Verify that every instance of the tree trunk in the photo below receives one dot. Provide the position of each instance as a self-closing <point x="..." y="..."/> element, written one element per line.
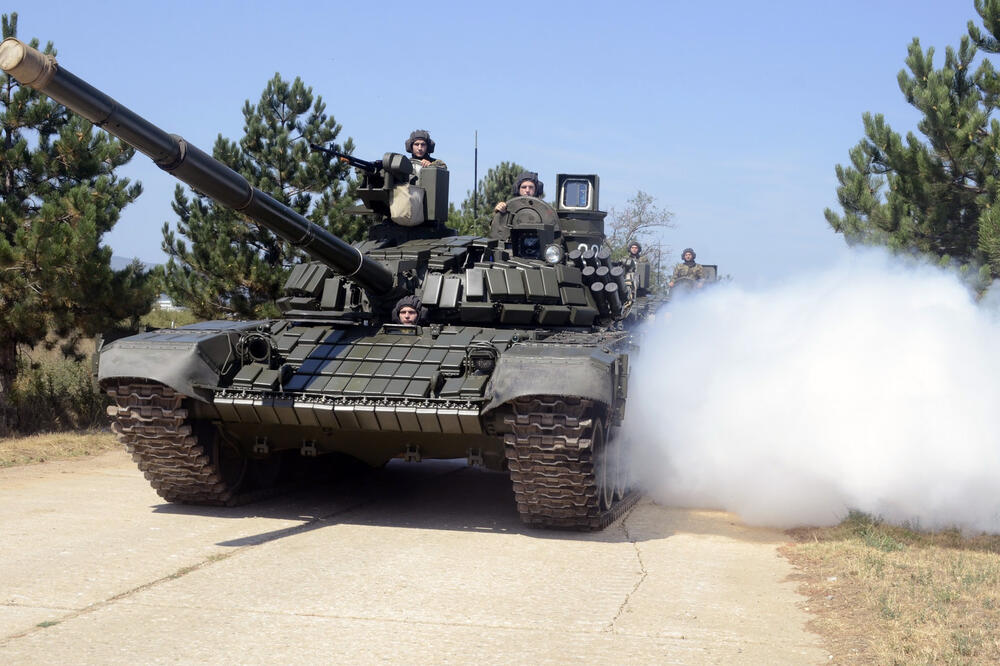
<point x="8" y="374"/>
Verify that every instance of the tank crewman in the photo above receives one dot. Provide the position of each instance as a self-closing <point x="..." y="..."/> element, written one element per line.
<point x="638" y="267"/>
<point x="688" y="269"/>
<point x="634" y="252"/>
<point x="420" y="145"/>
<point x="409" y="310"/>
<point x="526" y="185"/>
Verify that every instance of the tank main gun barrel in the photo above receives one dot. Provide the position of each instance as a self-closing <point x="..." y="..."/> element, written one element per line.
<point x="189" y="164"/>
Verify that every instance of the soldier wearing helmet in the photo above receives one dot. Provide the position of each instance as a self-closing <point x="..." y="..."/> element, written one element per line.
<point x="526" y="185"/>
<point x="688" y="270"/>
<point x="409" y="310"/>
<point x="420" y="145"/>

######

Work instructions -
An exact transcription of the records above is needed, with no pictures included.

Answer section -
Verify that every instance of the tree trunk in the photo below receives one dot. Provide the position of each instance as a self-closing <point x="..." y="..."/> element, written one element per line.
<point x="8" y="374"/>
Verify that every instance of the tank crewman in the photo above receives one dot. Provide the position of each instance as a self-closing <point x="..." y="..."/> element, written one element per line.
<point x="638" y="267"/>
<point x="688" y="269"/>
<point x="634" y="252"/>
<point x="420" y="145"/>
<point x="409" y="310"/>
<point x="526" y="185"/>
Verify that every instance of the tank main gun barrel in the photo above receives one dot. Provide the position of each instance as a self-closing <point x="..." y="..."/> element, written one element per line.
<point x="189" y="164"/>
Verify that every instance of the soldier wearing helmet in the photo above receives one dot. Provide the position of each instance as a self-closing <point x="..." y="..."/> element, written one element per line.
<point x="526" y="185"/>
<point x="688" y="270"/>
<point x="409" y="310"/>
<point x="420" y="145"/>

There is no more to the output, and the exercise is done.